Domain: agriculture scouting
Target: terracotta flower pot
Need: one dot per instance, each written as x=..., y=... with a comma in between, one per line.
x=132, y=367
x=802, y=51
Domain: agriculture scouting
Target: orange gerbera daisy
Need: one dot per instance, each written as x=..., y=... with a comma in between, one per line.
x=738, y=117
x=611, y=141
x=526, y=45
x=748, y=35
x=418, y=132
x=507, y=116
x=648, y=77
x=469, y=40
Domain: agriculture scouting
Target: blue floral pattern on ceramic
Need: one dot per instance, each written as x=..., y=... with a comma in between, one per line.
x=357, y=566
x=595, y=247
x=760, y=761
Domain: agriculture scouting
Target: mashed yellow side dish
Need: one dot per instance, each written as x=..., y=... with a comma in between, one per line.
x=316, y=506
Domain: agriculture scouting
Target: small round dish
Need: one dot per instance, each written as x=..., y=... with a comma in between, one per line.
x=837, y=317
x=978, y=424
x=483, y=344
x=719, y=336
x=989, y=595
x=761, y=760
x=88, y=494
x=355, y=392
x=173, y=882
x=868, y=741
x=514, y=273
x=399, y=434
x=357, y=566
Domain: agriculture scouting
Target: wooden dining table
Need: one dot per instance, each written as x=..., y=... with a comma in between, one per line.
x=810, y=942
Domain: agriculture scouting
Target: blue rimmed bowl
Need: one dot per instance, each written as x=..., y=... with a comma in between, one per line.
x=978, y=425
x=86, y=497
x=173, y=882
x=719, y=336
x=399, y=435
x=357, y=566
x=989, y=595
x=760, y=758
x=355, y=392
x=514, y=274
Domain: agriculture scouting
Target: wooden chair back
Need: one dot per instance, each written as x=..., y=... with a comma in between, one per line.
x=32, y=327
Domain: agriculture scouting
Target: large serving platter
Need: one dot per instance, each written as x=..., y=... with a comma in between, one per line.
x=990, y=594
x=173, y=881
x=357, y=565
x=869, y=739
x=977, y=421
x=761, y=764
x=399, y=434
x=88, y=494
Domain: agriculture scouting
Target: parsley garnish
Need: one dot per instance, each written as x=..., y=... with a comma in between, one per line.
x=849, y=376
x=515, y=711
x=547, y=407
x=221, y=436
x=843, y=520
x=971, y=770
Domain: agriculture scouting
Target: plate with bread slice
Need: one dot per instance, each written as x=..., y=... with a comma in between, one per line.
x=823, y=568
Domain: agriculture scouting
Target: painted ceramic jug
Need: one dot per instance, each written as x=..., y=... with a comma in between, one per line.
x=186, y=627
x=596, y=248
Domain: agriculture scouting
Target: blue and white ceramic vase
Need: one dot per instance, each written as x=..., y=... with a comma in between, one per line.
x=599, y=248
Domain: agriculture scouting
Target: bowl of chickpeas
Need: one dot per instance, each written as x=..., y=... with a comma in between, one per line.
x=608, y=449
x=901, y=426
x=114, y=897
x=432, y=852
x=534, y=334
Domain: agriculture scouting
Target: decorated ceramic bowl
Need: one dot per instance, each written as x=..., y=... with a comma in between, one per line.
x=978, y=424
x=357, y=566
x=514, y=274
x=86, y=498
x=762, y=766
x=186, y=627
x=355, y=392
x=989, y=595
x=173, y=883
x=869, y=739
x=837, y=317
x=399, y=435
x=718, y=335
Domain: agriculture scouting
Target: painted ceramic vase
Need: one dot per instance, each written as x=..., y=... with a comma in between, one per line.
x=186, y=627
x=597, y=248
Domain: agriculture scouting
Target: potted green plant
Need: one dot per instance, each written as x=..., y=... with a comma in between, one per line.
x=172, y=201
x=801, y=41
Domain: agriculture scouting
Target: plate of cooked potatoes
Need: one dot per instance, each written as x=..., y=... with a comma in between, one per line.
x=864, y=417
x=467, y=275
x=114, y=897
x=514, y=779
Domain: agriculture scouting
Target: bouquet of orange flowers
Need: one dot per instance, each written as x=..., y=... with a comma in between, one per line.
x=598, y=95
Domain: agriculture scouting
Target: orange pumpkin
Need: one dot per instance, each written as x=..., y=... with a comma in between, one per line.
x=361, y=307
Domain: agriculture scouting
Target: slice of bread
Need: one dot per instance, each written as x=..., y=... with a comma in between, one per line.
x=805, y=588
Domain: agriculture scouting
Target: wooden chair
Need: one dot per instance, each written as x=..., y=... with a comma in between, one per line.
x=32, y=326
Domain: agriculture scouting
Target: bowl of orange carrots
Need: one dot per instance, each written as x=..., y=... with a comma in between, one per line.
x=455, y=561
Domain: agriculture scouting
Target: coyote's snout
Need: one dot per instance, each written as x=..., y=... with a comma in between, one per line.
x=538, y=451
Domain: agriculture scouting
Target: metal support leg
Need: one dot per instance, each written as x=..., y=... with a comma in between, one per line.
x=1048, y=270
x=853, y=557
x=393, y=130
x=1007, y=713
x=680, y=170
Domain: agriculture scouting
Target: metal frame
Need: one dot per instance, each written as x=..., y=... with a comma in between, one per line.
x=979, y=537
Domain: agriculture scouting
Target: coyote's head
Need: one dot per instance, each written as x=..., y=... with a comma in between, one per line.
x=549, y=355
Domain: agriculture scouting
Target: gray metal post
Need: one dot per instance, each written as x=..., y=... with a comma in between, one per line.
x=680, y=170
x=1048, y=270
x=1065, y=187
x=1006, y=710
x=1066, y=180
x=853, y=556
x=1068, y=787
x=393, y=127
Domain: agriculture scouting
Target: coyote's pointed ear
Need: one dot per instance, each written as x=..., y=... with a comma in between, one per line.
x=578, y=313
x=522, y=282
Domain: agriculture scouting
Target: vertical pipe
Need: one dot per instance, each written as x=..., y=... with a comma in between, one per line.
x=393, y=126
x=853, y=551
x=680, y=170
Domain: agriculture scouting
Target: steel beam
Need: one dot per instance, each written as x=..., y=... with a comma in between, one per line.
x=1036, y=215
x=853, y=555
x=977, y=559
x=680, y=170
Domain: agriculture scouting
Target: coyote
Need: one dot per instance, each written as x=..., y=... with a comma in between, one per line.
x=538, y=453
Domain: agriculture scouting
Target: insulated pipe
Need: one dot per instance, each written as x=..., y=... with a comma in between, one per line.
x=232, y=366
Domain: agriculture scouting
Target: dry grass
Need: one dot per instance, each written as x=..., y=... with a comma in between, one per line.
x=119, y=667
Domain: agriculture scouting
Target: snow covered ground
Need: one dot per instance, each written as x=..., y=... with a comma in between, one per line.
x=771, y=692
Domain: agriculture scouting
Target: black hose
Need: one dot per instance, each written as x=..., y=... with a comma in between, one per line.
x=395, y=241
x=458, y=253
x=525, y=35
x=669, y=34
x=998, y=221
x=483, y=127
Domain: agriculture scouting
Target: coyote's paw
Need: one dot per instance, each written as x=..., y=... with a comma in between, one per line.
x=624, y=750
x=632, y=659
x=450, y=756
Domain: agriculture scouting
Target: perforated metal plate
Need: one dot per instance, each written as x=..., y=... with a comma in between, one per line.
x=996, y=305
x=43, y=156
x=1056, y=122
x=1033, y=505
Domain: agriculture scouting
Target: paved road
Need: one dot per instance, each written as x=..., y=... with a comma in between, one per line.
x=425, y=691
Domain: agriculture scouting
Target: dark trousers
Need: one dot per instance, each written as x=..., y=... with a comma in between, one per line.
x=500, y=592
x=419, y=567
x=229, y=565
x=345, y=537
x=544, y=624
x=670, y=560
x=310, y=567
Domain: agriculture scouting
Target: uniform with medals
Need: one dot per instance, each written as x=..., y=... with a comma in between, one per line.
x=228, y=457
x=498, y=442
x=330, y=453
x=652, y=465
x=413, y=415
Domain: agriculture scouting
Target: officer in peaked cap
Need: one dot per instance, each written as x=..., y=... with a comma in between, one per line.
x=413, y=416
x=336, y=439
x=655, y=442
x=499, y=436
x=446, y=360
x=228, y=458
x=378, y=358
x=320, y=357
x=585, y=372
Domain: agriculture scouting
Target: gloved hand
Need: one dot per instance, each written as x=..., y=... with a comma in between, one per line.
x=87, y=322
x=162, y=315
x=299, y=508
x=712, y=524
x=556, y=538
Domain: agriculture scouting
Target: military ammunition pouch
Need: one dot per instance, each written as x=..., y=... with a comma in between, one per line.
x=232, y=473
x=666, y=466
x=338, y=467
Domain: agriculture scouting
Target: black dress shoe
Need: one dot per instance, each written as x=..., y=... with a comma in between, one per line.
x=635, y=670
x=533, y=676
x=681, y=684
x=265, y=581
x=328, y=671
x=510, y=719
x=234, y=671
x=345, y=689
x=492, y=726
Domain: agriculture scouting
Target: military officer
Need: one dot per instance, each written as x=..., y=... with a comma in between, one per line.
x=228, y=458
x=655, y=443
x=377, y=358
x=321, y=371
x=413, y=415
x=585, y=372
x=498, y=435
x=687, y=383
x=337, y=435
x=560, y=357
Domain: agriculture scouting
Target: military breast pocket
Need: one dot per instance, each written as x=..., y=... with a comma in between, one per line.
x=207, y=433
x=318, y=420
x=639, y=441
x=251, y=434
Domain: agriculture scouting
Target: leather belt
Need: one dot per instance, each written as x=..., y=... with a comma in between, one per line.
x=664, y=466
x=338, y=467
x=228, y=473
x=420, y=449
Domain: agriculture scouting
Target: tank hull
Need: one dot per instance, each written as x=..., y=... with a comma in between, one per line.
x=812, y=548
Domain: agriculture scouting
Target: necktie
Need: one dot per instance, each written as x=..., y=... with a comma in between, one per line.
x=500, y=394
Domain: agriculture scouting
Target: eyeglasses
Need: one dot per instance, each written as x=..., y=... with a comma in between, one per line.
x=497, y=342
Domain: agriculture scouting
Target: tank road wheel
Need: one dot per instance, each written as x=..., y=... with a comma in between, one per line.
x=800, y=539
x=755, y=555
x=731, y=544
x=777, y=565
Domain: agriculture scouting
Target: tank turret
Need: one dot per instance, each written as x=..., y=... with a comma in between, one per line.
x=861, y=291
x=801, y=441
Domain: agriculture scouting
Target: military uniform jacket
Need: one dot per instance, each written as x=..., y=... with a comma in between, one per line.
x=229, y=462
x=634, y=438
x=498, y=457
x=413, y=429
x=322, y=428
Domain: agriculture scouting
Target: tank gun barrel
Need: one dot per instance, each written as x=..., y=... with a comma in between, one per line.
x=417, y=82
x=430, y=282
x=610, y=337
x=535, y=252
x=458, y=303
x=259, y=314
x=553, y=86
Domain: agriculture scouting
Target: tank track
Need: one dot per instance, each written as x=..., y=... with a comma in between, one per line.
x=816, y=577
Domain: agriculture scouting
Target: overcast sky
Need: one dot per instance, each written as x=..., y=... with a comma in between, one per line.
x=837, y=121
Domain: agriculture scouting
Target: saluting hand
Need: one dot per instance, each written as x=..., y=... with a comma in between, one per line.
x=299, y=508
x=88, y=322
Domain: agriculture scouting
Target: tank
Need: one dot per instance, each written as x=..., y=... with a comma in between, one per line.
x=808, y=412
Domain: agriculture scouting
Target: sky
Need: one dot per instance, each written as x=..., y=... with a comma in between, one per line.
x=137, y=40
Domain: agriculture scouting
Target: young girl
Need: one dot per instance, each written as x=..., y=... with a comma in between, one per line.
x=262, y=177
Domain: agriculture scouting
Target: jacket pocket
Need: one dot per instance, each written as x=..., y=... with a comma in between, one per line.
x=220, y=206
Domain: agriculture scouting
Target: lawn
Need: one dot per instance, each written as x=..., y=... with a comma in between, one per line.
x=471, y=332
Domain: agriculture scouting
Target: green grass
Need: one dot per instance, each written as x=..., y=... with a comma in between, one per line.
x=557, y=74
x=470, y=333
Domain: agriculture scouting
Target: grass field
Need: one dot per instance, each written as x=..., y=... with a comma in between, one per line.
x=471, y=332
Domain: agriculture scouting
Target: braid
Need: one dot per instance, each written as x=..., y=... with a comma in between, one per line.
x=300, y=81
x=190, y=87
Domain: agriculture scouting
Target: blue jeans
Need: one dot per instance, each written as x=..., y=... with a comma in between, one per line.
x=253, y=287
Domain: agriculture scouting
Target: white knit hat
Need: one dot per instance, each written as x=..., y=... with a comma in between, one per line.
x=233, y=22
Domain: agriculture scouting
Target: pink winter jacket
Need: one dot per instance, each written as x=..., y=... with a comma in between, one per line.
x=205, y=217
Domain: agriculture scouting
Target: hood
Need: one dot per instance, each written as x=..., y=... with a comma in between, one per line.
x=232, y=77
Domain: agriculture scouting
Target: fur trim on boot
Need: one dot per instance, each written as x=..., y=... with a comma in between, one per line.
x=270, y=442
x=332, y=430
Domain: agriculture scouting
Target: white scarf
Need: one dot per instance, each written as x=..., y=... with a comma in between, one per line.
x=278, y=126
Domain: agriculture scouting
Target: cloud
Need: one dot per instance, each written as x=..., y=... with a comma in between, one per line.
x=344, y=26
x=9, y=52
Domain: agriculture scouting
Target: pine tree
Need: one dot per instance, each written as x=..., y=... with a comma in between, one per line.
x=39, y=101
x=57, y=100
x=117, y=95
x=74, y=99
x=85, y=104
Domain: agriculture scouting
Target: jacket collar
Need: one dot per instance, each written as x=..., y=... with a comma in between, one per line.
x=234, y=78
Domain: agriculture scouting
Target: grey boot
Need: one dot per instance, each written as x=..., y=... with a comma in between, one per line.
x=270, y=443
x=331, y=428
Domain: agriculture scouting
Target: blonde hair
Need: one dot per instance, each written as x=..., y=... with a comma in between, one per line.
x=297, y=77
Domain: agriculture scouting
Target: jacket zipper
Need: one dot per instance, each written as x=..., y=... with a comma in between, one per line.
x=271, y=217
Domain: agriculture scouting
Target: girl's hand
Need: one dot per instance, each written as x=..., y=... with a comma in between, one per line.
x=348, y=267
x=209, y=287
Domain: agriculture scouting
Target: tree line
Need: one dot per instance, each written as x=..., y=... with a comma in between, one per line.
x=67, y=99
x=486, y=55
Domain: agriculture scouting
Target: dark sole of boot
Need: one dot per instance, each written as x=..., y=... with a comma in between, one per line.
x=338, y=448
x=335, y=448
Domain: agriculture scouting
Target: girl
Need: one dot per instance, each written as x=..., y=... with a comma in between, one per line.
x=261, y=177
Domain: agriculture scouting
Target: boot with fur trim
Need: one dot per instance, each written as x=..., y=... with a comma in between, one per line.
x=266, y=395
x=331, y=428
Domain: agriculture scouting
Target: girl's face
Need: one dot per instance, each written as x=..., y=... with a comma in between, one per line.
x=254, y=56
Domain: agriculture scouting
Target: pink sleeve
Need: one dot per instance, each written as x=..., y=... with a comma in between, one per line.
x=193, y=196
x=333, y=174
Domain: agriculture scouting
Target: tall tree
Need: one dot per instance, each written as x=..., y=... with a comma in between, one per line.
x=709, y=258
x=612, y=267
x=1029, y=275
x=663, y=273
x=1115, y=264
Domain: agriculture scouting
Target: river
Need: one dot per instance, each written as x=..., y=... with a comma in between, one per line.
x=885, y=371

> _Goal_
Rescale the records from the start through the line containing "x=316, y=506", writing out every line again, requests included. Multiply each answer coordinate by 2.6 and round to whole numbers, with halves rounded up.

> _Final result_
Domain: agriculture scouting
Target: terracotta flower pot
Need: one dot per instance, each written as x=..., y=... with a comma in between, one per line.
x=343, y=954
x=2085, y=133
Domain: agriculture scouting
Target: orange gerbera daisy
Need: one dot per instance, each written as x=..., y=... with a comma in between, one per line.
x=1919, y=304
x=1589, y=367
x=1368, y=117
x=1945, y=91
x=1087, y=343
x=1318, y=302
x=1685, y=200
x=1219, y=104
Domain: agriculture scouting
Target: blue floral pattern on ceramic
Need: one dot per instance, each written as x=..., y=... with a comma in between, one per line.
x=928, y=1472
x=1547, y=642
x=1976, y=1979
Domain: agriculture scouting
Target: mashed yellow side dish
Need: one dot per instance, each written as x=..., y=... with a comma in between, one per line.
x=822, y=1316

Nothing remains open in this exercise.